Selected text:
Seems that way only because you lock your mind in a dark intellectual ghetto and refuse to read real science stuff. Then you blame other prople for YOUR self-imposed ignorance?

Make this a teachable moment, and un-imprison your mind.


From: James Oberg
Sent: Tuesday, November 27, 2012 11:46 AM
Subject: Planet Mercury poles -- water ice found, or debunked?



Jim Oberg advises:

0. NASA has scheduled a press conference on Thursday 2 PM EST
to discuss findings from the 'Messenger' probe now orbiting the
planet Mercury. The subject: the 'polar regions'.

1. Mercury, the innermost and hottest of the planets in the
Solar System, also seems to have one particular oddity: it
may also be the location of the COLDEST region of all the planets,
even still counting Pluto as a 'planet'..

2. And that has led, in recent years, to speculation that these
scattered regions, in the shaded craters at the north and south poles,
contain deep-frozen water ice. Radar signals from Earth, bounced back
from these regions, are unexplained, but water ice is most liklely.

Requirement 1: According to the email about Mercury's poles, where are the regions thought to contain deep-frozen water ice?
The email about Mercury's poles and the entries are unrelated to each other.

Excerpted records:

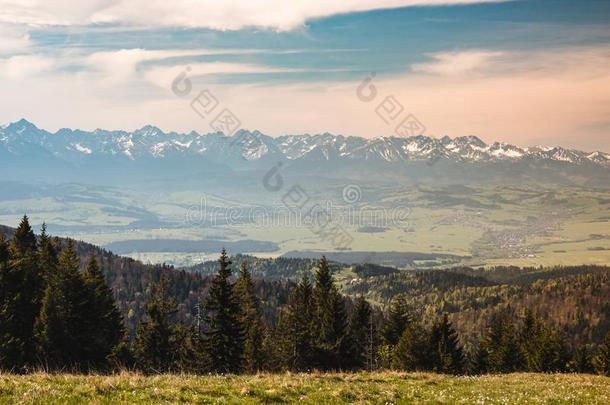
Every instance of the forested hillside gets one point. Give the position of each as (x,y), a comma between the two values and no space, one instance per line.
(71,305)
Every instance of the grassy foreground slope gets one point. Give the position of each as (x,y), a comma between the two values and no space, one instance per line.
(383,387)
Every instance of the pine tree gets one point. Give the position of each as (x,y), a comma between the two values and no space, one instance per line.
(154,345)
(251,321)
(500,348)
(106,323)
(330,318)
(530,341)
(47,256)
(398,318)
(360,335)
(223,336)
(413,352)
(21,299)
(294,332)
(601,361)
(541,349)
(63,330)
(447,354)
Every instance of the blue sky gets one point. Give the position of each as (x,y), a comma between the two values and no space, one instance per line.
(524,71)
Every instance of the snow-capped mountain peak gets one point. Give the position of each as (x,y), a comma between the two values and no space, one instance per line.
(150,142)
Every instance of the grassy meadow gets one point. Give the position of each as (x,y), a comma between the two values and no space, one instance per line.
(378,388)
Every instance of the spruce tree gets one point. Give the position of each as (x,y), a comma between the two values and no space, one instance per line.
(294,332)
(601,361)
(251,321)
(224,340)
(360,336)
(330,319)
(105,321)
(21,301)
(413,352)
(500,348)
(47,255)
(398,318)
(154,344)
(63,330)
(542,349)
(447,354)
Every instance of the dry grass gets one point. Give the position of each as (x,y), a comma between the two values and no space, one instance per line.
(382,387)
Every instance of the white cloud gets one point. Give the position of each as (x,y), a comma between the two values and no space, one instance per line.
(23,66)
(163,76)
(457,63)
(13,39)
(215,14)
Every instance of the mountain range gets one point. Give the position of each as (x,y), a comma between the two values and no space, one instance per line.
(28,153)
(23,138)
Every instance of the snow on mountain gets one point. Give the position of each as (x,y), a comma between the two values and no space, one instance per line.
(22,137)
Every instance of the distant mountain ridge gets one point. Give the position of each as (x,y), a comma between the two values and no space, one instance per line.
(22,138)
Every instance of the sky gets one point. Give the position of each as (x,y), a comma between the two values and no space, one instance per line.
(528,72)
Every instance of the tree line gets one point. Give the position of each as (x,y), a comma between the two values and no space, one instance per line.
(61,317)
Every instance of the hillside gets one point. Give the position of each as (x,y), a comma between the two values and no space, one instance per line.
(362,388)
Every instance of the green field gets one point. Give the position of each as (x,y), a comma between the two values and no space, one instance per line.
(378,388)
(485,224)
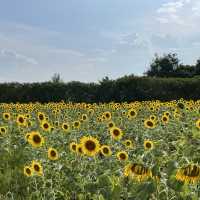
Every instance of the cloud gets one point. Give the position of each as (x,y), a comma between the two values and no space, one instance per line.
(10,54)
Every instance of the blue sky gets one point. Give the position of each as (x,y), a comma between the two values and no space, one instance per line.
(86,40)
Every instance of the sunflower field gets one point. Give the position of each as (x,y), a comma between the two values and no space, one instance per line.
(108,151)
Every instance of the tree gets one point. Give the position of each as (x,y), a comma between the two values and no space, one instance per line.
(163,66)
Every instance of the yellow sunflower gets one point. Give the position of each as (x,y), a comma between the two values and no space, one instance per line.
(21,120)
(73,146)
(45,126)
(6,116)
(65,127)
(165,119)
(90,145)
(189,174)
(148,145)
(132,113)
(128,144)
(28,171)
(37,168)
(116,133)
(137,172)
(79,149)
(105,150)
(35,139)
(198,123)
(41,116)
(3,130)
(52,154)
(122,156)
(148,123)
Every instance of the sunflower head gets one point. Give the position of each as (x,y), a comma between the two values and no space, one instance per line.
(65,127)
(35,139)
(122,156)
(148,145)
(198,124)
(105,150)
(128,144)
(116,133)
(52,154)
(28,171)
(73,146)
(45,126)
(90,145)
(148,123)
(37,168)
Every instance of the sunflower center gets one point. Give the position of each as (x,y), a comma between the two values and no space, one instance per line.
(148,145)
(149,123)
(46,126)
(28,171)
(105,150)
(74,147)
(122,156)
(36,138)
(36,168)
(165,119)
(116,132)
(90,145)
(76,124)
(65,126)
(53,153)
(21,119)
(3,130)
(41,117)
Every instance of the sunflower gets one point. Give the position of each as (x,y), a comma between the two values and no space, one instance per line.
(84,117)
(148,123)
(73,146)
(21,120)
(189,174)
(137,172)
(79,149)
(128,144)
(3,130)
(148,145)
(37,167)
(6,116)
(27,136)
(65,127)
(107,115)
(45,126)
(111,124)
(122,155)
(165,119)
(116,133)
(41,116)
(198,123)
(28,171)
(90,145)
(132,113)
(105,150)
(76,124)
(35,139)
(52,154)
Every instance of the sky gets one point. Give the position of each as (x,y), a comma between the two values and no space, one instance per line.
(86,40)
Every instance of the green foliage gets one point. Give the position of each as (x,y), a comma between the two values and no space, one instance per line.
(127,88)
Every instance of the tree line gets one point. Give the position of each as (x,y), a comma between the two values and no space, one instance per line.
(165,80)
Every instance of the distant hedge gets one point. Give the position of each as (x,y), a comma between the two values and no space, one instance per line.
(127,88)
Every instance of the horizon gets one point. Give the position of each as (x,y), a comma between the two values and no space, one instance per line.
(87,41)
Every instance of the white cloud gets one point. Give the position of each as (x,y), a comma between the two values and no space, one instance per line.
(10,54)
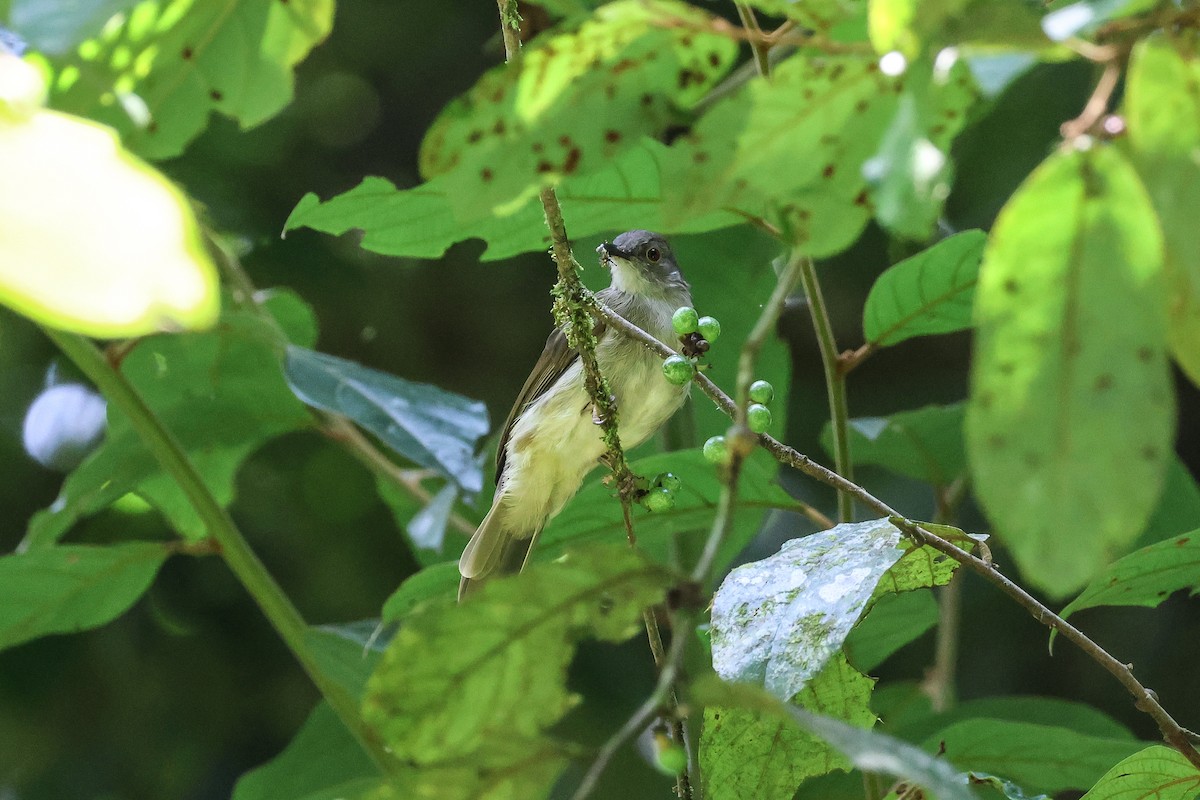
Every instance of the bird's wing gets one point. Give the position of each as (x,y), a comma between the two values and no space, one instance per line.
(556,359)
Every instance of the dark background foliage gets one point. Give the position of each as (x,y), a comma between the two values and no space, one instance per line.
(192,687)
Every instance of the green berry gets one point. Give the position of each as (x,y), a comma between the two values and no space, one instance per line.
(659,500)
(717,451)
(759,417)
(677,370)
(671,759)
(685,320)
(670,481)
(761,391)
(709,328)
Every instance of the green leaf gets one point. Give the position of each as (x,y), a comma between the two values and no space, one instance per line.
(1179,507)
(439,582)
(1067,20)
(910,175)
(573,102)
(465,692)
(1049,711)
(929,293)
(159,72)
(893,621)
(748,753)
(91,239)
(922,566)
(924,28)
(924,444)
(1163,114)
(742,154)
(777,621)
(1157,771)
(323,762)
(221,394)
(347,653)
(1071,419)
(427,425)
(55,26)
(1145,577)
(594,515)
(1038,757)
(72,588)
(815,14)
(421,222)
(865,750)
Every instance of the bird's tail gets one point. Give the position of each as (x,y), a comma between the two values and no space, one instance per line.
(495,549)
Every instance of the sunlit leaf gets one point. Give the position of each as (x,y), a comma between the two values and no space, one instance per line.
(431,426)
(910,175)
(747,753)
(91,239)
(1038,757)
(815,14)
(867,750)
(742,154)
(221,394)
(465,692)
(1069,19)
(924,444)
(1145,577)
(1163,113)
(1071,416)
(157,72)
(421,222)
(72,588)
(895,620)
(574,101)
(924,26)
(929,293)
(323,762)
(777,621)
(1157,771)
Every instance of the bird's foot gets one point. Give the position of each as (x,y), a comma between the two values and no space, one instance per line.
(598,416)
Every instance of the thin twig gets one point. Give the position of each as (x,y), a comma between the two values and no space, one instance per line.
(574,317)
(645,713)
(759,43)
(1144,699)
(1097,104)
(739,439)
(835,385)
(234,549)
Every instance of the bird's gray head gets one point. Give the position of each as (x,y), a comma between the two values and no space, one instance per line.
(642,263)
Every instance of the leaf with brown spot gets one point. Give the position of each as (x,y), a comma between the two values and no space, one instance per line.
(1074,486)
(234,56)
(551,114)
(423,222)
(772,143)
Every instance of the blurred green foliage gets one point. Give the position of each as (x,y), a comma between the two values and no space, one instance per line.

Requirement 2: Filter the entries and keep every line that contains the string "head". Matching is case-sensitive.

Full solution 1: In the shaded craters at the north and south poles.

Full solution 2:
Every instance of the sunflower head gets one point. Give the position of each as (x,y), a comma between the two values and no space, one instance per line.
Every instance of the bird's gray head gets one point. Give the position of each as (x,y), a comma between the two values and no space, one instance per line.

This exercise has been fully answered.